**SELECTED PASSAGE**.
────────────────

The previous section of this note mentioned that Google Drive made it easy for users to share files with friends and associates, even if their friends and associates did not own Apple devices. But for users who took photos and videos on their iPhones, the most important sharing that Google facilitated was with the users themselves. The fun photos they took on their iPhones of elephants and zebras in the zoo were saved to Google’s cloud, then automatically downloaded to their desktops, laptops, or external drives by time they got back home. So they owned a collection of photos, videos, spreadsheets, etc on their desktops, laptops, or external drives AND had access to a backup copy of this important collection in the Google cloud.
Two game changers during a transition period 2016 to 2022
- Apple started making its own chips again, Apple Silicon ... M1, M2, M3, etc ➡ It was no longer possible to add more memory or add more internal solid state storage to desktops and laptops. If more storage was needed for important files, the only solution was more external storage.
- Fortunately, this limitation was offset by the emergence of inexpensive large capacity solid state external drives, e.g., 2 terrabyte SSD for only $149 (2TB Sandisk @ Amazon)
C. Streaming vs. Mirror
Section A of this note mentioned the fact that by 6/17/25, 6.9 million Apple device users had downloaded the Google Drive app from the App Store. Installing this abridged version gave users access to Google’s copy of their files in Google cloud in “Streaming” mode. It did not create a mirror copy on their desktops, laptops, or external drives.

────────────────

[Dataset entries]
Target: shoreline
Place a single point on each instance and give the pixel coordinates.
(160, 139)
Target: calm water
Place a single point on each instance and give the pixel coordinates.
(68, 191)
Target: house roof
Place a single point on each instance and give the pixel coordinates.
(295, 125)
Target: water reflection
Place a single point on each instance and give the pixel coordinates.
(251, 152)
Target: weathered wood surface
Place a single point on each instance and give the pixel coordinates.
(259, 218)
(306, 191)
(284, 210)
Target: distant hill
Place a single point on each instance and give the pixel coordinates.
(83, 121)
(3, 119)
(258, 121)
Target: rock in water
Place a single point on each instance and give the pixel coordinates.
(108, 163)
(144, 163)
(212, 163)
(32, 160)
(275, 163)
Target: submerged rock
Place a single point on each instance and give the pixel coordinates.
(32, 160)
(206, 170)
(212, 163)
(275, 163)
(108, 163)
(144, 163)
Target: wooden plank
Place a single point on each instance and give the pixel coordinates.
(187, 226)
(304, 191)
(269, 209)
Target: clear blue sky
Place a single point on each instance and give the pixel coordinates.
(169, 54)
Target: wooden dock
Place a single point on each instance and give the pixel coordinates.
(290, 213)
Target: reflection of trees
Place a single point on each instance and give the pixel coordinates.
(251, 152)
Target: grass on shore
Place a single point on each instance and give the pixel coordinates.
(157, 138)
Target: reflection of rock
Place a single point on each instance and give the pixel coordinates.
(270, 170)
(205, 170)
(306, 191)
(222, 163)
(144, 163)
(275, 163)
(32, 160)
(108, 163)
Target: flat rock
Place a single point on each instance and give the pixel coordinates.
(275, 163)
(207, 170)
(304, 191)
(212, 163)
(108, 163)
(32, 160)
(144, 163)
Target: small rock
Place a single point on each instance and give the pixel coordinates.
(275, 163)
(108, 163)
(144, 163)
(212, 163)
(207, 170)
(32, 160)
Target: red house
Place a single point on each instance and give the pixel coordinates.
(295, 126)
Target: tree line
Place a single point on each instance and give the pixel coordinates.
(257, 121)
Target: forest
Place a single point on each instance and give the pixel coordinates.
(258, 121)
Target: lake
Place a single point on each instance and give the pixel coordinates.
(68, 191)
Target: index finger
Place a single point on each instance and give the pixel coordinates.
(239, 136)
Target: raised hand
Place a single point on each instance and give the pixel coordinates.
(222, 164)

────────────────

**TASK A**. Reproduce the note on Google Drive for Apple users word for word, starting with "C. Streaming vs." and going on through "or external drives.".
**TASK B**. Write the next part of the note on Google Drive for Apple users, picking up after its final sentence.

**TASK RESPONSE A**.
C. Streaming vs. Mirror
Section A of this note mentioned the fact that by 6/17/25, 6.9 million Apple device users had downloaded the Google Drive app from the App Store. Installing this abridged version gave users access to Google’s copy of their files in Google cloud in “Streaming” mode. It did not create a mirror copy on their desktops, laptops, or external drives.

**TASK RESPONSE B**.
This following paragraphs describe a step-by-step installation of the full version, called “Google Drive for Desktop”, and the creation of a local “Mirror” copy of a user’s files on an external solid-state device.
1. Purchase a high capacity solid-state device (SSD), at least 2 TB, and attach it to one of your desktops or laptops, preferably a desktop because your SSD should remain attached “all of the time”.
2. Install Google Drive for Desktop.
- Go to Google Drive’s official download page at httpthe s://google.com/drive#download
- Download the Mac version to your external SSD
- Configure the app in “Mirror” mode by following the detailed instructions on Google’s Help page at https://support.google.com/drive/answer/13401938#
3. Think of your local copy as an “archive”, as suggested by the following diagram. Notice that all information flows from your iPhone, desktops , and laptops to the Google cloud, then flows from the Google cloud down to the SSD that holds your archive.
In other words, even when you’re sitting at the desktop to which the SSD is attached, you should choose to interact with the copies of your files in the Google cloud, not with your archive. The files in the cloud are the “working” copies. So the changes to your working copies will be immediately available to your iPhone, your other desktops and laptops, and to your friends and associates with whom you share your files.
Your changes will be downloaded from the working copies to your archive during the next synchronization cycles, which may take 10, 15, or 20 minutes, depending on the extent of your changes and the number of cycles required to download all of them to your archive.